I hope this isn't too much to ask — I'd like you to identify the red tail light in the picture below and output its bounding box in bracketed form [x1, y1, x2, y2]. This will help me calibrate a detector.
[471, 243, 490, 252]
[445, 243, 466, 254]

++++++

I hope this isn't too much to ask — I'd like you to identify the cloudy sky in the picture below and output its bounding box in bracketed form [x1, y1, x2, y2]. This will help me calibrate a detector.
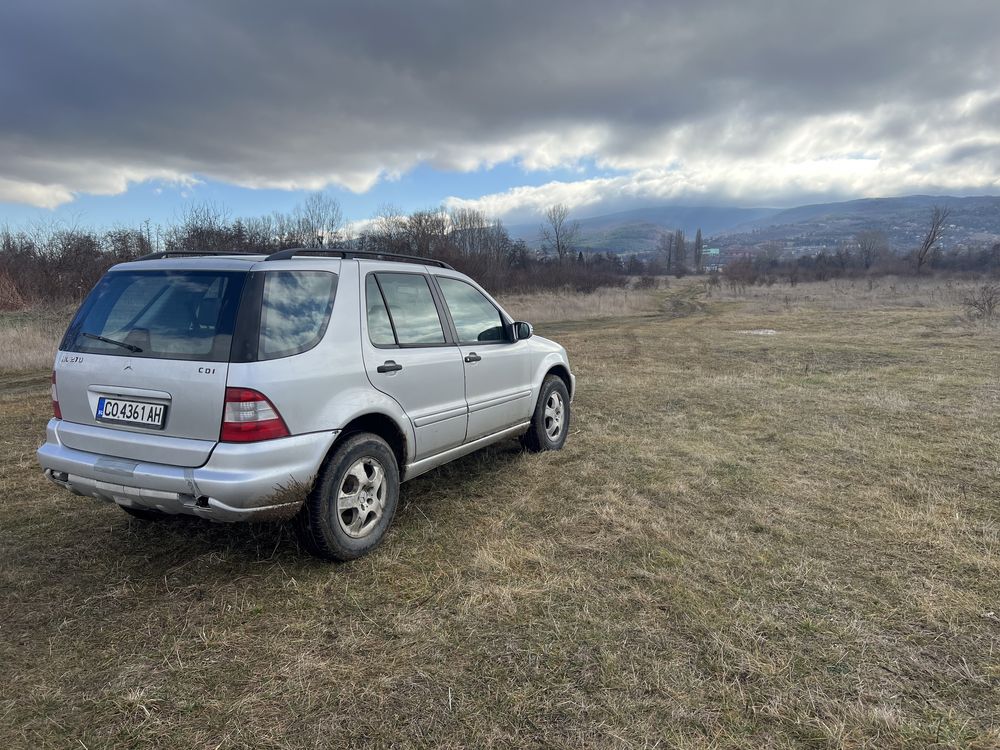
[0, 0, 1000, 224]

++++++

▸ **Task brief**: Put every row from the one containing "identify the cloudy" down to the one containing "[0, 0, 1000, 224]" into a numbered list, both included. Skip blank lines and leave out the pictures.

▸ **Solution to this task**:
1. I hope this isn't too much to ask — I'd like you to identify the cloudy sky in the picture below and output its bounding box in bracketed form [x1, y1, x2, y2]. This will help me calibrate a detector.
2. [0, 0, 1000, 224]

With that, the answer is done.